Survey finds reasons to worry about use of antibiotics

In light of the ongoing crisis of drug-resistant bacteria, a recent survey by health site WebMD has produced some troubling results.

  • One in four patients surveyed believe antibiotics always work.
  • Only 53 percent of patients had ever had a conversation with their doctor about drug-resistant bacteria.
  • Many patients were using antibiotics incorrectly: 18 percent said they saved antibiotics to use them later, and 19 percent have shared the antibiotics with family members.

WebMD/Medscape collected responses from more than 1,100 patients and nearly 800 health care professionals, including physicians, nurse practitioners and physician assistants. Results of the survey were released Friday.

Survey respondents corroborated what Atlanta pediatrician Dr. Hansa Bhargava has discovered in her own practice: “There’s a lot of room for patient education,” she said.

Bhargava, former lead physician in urgent care at Children’s Health Care of Atlanta, said parents routinely ask for antibiotics, even when a child’s symptoms don’t warrant their use. She’s also seen a rise in drug-resistant skin infections.

Antibiotics have played a key role in relief from disease, but widespread use of antibiotics since the 1940s has had some unintended consequences, chief among them drug resistance and anti-microbial resistance. That trend threatens to make some diseases untreatable — including gonorrhea — and causes longer, more costly hospital stays and poorer outcomes.

The Centers for Disease Control and Prevention reports that each year in the U.S., at least 2 million people become infected with bacteria resistant to antibiotics, and at least 23,000 people die as a direct result of antibiotic-resistant infections.

People infected with MRSA — a drug-resistant staph — are 64 percent more likely to die than those with non-MRSA infections, according to the World Health Organization. That same organization reported 450,000 new cases of multi-drug-resistant tuberculosis worldwide in 2012.

-- SUPPLIED DATA --
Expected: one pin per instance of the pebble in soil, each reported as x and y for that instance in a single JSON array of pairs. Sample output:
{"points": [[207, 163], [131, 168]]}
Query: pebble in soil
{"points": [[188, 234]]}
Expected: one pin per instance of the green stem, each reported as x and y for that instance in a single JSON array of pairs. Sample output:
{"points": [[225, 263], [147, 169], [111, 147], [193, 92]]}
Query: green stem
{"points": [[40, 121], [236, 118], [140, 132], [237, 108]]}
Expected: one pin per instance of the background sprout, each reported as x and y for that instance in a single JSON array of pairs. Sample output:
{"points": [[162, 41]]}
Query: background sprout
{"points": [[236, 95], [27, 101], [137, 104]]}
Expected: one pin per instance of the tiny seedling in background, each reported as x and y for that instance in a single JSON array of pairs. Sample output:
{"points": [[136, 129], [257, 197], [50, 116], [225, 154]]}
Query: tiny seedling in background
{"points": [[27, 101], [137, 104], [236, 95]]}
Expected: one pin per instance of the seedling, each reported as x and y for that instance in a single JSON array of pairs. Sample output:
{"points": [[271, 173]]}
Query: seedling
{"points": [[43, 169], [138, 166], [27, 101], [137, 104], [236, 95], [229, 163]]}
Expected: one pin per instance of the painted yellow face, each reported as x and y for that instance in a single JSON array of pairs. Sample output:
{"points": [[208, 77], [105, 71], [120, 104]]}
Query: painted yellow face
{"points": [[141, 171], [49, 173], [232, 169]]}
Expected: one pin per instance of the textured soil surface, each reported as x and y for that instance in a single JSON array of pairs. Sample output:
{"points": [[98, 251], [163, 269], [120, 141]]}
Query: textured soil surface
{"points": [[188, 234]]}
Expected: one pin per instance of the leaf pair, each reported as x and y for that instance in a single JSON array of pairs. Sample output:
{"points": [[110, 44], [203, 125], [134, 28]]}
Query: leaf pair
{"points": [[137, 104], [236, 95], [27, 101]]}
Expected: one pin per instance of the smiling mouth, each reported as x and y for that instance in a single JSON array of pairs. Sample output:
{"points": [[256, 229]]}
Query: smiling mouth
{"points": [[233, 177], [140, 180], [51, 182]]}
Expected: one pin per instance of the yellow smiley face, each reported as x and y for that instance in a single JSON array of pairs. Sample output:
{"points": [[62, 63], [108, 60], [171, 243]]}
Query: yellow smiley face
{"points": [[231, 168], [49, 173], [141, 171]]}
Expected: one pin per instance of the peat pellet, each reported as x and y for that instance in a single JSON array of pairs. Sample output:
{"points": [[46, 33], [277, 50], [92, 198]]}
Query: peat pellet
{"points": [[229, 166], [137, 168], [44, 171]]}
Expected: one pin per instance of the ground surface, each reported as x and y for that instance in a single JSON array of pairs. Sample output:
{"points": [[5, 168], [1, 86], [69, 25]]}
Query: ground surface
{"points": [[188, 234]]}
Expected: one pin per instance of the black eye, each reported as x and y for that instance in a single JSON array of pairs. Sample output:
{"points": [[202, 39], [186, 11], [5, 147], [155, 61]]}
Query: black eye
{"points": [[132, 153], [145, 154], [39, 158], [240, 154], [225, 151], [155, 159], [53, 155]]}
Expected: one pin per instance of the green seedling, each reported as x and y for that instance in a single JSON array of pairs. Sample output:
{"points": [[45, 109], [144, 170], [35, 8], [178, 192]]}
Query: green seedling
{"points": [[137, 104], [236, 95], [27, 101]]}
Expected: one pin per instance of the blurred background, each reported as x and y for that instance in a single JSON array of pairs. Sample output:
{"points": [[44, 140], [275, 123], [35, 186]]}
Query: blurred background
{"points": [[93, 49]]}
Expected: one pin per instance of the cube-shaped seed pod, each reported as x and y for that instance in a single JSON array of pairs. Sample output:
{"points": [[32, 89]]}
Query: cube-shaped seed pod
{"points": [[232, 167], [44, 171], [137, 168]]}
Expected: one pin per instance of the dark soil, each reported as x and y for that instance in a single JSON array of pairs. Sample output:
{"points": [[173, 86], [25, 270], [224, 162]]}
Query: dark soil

-- TASK OBJECTIVE --
Please carry the antibiotic survey article on past its last sentence, keeping its style and tone. The material above is separate from the article on the antibiotic survey.

-- ANSWER TO THIS EXERCISE --
Doctors have played a role in the overuse of antibiotics.

Physicians and nurse practitioners told surveyors they prescribed antibiotics about 20 percent of the time when they weren’t sure they were necessary; physician assistants said they did this 25 percent of the time.

Many prescribed to be on the safe side, or because a patient couldn’t afford a test, or because of malpractice concerns. “Clinicians continue to prescribe antibiotics for dubious clinical reasons,” wrote the survey authors, Susan Yox and Laurie Scudder.

The authors added that patients need to be smarter. But clinicians can’t be the only source of information, said Bhargava, who serves as a pediatrician expert for WebMD. “(Patients) are in the doctor’s office 15 minutes of a day, once every three months or so,” she said. The rest of the time, patients need to look after their own education.

The survey also showed some positive results: If a clinician declines to prescribe antibiotics, most patients are satisfied when a doctor outlines the reasons behind the decision. “The good news is a majority were fine with the explanation,” said Bhargava. “If the conversation happens between the doctor and patient, the outcome is good.”